======== Stored data ========
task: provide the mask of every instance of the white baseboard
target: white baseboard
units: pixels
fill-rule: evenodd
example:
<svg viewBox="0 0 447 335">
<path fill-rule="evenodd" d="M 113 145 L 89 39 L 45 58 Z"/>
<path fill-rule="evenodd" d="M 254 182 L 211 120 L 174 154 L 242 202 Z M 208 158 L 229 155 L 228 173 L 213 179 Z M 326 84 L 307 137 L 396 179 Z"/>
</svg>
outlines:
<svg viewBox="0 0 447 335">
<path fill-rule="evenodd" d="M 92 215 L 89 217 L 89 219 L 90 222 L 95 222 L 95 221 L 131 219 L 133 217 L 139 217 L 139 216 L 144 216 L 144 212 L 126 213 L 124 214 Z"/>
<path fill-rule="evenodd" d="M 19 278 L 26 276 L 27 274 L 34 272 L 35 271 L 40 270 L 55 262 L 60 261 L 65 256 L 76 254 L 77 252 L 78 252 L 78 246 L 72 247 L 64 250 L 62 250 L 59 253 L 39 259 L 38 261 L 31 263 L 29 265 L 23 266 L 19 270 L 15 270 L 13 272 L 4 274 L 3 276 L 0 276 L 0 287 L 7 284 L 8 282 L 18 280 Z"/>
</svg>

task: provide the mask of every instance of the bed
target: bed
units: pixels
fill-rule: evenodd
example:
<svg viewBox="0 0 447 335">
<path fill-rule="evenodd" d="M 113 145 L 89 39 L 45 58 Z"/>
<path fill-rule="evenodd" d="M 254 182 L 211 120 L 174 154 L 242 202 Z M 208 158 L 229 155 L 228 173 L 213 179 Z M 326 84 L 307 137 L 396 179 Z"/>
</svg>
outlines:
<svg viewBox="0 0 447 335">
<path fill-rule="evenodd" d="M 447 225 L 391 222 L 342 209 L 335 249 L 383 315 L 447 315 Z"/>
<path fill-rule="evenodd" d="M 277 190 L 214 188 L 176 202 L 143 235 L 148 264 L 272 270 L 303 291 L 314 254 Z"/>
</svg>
========
| Task objective |
Add 75 to every number in the answer outlines above, including the viewBox values and all path coordinates, and reproduce the entire material line for line. Leave every other line as it is, including the sample outlines.

| Final result |
task: provide the mask of every instance of the white baseboard
target: white baseboard
units: pixels
fill-rule: evenodd
example:
<svg viewBox="0 0 447 335">
<path fill-rule="evenodd" d="M 113 145 L 89 39 L 45 58 Z"/>
<path fill-rule="evenodd" d="M 254 182 L 211 120 L 174 154 L 242 202 Z M 208 158 L 229 155 L 228 173 L 213 179 Z M 326 84 L 307 137 L 396 179 Z"/>
</svg>
outlines:
<svg viewBox="75 75 522 410">
<path fill-rule="evenodd" d="M 167 290 L 164 292 L 164 294 L 165 297 L 170 297 L 170 296 L 206 294 L 208 292 L 214 292 L 214 291 L 219 291 L 219 287 L 201 288 L 199 289 Z"/>
<path fill-rule="evenodd" d="M 94 353 L 101 351 L 102 349 L 109 347 L 110 346 L 115 345 L 130 337 L 135 336 L 140 331 L 151 329 L 152 327 L 153 327 L 153 321 L 147 322 L 139 325 L 137 325 L 134 328 L 114 334 L 113 336 L 106 338 L 104 340 L 98 341 L 94 345 L 90 345 L 88 347 L 79 349 L 78 351 L 75 351 L 75 362 L 82 359 L 83 357 L 93 355 Z"/>
</svg>

task: provide the mask of every instance of the bed
target: bed
units: pixels
fill-rule: evenodd
example:
<svg viewBox="0 0 447 335">
<path fill-rule="evenodd" d="M 113 145 L 89 39 L 45 58 Z"/>
<path fill-rule="evenodd" d="M 254 182 L 211 120 L 174 154 L 242 202 Z M 208 158 L 229 155 L 228 173 L 213 179 Z M 326 84 L 307 137 L 396 179 Z"/>
</svg>
outlines:
<svg viewBox="75 75 522 410">
<path fill-rule="evenodd" d="M 522 300 L 466 297 L 417 284 L 410 324 L 458 390 L 522 390 Z"/>
<path fill-rule="evenodd" d="M 352 265 L 289 263 L 251 277 L 218 310 L 223 339 L 347 345 L 378 366 L 389 329 Z"/>
</svg>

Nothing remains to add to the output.